▶ _Teks sumber_
^^^^^^^^^^^^^^^^
MINAHASA – Menyikapi atas berbagai persoalan kemasyarakatan yang terjadi di Kabupaten Minahasa dan Kota Tomohon, maka sejumlah aktivis pemuda serta mahasiswa pun membentuk Koalisi Orang Gunung. Sehingga nantinya kehadiran Koalisi ini akan menyikapi beberapa persoalan seperti perampasan ruang hidup yang di antaranya masalah agraria, Hak Asasi Manusia (HAM), masyarakat adat dan lingkungan hidup yang terjadi di kedua daerah tersebut.
Koalisi Orang Gunung pun terbentuk melalui konsolidasi gerakan masyarakat sipil di Kasuang Spritual Center (KSC) Tondano, Selasa hingga Rabu (11-12/05/2021). Dimana dalam Koalisi itu terdiri dari unsur organisasi Mahasiswa, Kepemudaan serta Komunitas Kampung, Budaya, Seni dan organisasi non pemerintah.
Tujuannya adalah untuk mengkonsolidasikan gerakan yang sistematis dan masif. Menyatukan persepsi dan arah gerakan masyarakat sipil. Membangun jaringan gerakan masyarakat sipil yang berpihak pada kaum tertindas. Menyatukan gerakan intelektual masyarakat yang produktif. Menyadarkan masyarakat pentingnya solidaritas gerakan. Mengawal terbentuknya produk undang-undang yang berpihak pada masyarakat. Menyusun rencana, strategi dan taktik gerakan. Membangun konsistensi gerakan yang berkelanjutan.
^^^^^^^^^^^^^^^^
[Item tersimpan]
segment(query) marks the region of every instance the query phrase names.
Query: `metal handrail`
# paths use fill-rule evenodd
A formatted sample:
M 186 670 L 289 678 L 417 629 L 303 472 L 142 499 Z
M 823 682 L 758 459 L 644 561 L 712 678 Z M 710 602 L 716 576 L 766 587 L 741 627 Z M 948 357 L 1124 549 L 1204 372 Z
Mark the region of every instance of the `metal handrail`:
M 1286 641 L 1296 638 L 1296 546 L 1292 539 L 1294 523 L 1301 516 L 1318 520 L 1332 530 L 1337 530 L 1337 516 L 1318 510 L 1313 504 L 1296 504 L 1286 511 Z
^^^^^^^^^^^^^^^^
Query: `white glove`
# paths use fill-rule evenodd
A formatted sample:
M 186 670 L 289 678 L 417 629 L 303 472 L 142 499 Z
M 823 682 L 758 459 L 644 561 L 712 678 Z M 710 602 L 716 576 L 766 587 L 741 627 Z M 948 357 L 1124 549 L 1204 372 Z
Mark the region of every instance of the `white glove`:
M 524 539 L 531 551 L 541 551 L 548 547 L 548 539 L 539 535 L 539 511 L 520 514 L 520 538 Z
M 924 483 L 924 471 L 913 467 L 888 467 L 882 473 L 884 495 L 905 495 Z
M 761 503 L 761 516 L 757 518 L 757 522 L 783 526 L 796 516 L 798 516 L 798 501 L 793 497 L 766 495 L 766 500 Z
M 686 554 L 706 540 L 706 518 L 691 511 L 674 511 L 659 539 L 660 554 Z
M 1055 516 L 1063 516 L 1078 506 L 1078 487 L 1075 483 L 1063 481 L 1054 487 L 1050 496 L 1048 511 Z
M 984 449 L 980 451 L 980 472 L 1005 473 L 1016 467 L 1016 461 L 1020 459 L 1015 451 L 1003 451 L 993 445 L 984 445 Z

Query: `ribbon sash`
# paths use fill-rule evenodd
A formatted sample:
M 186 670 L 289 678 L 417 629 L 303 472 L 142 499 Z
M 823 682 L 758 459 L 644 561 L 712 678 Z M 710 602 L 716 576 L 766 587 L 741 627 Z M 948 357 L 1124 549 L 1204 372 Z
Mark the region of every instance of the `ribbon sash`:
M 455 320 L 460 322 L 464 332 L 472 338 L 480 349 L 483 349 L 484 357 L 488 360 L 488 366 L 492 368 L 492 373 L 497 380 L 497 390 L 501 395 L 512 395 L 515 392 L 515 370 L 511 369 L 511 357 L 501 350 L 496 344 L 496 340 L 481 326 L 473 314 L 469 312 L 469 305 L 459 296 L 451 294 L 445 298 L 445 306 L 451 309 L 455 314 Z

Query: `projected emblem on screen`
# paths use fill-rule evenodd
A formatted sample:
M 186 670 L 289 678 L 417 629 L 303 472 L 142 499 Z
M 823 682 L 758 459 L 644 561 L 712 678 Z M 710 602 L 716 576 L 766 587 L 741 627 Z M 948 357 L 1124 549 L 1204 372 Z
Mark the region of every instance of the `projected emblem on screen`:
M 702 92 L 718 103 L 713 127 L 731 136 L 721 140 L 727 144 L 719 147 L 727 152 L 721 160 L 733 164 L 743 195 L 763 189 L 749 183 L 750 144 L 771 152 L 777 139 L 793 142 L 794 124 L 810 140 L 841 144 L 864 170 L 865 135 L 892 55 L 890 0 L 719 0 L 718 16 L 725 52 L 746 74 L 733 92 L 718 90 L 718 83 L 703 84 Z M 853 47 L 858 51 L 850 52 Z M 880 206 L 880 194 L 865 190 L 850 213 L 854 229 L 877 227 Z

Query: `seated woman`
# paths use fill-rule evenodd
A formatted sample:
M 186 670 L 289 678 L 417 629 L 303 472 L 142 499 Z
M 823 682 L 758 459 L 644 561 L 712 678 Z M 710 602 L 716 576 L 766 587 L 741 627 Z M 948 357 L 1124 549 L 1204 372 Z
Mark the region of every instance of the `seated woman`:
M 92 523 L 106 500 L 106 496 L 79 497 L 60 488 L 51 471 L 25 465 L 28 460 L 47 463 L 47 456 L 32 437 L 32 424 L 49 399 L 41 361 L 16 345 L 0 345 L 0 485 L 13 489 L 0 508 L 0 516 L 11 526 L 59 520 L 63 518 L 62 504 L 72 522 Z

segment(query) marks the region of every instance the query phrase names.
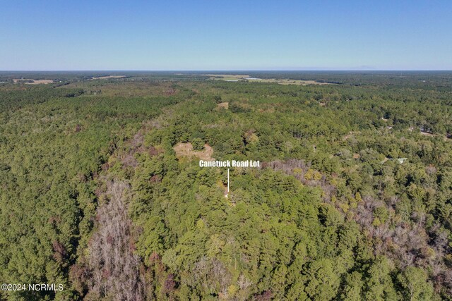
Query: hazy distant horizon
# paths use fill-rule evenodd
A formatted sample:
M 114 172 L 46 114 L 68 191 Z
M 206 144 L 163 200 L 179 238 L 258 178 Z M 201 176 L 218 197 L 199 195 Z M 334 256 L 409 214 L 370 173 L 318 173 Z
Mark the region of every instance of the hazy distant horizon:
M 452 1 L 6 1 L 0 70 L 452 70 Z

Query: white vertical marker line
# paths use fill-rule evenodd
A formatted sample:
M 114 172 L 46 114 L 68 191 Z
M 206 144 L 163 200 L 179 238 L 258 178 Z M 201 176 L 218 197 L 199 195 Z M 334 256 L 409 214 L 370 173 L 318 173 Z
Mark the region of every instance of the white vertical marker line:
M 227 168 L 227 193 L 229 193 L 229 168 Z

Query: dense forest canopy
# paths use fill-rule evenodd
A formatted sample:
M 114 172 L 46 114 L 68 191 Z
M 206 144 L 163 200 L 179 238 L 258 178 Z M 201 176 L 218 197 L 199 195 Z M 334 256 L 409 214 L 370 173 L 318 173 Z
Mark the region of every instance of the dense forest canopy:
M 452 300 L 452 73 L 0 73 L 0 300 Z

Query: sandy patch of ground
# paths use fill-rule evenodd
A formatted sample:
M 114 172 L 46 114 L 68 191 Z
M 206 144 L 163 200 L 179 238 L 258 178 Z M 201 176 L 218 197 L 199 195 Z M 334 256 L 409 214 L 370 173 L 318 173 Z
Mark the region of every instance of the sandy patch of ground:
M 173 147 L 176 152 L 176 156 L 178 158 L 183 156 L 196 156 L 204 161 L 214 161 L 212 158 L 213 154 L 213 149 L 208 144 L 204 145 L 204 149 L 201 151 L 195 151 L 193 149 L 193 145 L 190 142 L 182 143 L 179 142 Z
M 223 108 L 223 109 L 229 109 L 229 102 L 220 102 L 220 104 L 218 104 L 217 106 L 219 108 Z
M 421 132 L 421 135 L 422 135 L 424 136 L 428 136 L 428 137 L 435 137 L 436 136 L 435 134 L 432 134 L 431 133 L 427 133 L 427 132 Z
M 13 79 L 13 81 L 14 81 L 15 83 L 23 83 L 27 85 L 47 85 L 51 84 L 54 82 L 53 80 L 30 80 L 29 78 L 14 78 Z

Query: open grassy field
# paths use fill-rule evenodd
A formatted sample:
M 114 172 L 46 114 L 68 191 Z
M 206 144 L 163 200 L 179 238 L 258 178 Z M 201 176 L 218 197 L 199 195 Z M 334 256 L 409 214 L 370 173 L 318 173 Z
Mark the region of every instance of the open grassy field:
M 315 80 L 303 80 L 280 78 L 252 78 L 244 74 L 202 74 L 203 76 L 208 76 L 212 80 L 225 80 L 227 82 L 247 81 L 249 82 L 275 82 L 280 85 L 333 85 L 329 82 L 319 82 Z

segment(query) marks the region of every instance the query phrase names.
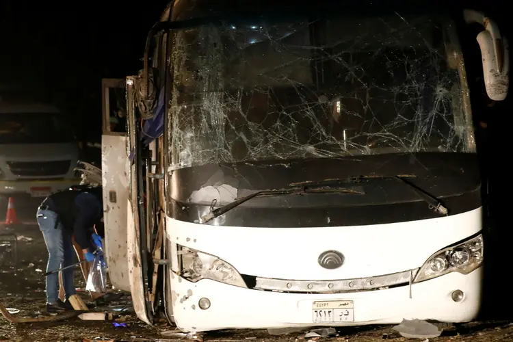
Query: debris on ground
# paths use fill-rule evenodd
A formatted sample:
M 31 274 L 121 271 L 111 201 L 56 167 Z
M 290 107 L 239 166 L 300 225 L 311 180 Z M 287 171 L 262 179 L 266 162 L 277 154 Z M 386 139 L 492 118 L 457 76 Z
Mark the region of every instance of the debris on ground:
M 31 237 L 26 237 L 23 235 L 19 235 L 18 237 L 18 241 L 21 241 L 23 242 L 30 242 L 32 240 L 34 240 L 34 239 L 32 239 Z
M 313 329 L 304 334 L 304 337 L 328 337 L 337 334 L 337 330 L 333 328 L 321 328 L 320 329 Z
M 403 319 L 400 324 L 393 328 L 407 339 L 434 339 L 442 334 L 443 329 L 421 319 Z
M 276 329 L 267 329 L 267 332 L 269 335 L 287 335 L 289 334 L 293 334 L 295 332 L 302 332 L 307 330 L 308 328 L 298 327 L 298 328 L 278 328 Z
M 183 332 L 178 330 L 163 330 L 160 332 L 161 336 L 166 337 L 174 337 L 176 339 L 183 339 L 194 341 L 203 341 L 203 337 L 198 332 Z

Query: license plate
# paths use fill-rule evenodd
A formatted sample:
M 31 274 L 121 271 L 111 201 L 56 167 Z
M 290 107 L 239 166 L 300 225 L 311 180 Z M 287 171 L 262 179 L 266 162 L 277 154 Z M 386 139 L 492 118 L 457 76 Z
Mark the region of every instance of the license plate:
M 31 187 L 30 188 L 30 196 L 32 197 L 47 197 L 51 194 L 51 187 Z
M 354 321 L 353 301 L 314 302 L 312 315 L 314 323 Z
^^^^^^^^^^^^^^^^
▶ _Tujuan tugas_
Berdasarkan teks tentang Koalisi Orang Gunung, jelaskan dalam satu sampai tiga kalimat mengapa para aktivis pemuda dan mahasiswa membentuk koalisi tersebut. Baris-baris tersebut sama sekali tidak berperan di sini.

▶ _Hasil tugas_
Para aktivis pemuda dan mahasiswa membentuk Koalisi Orang Gunung untuk menyikapi berbagai persoalan kemasyarakatan yang terjadi di Kabupaten Minahasa dan Kota Tomohon. Persoalan yang akan disikapi antara lain perampasan ruang hidup, yang mencakup masalah agraria, Hak Asasi Manusia (HAM), masyarakat adat, dan lingkungan hidup di kedua daerah tersebut.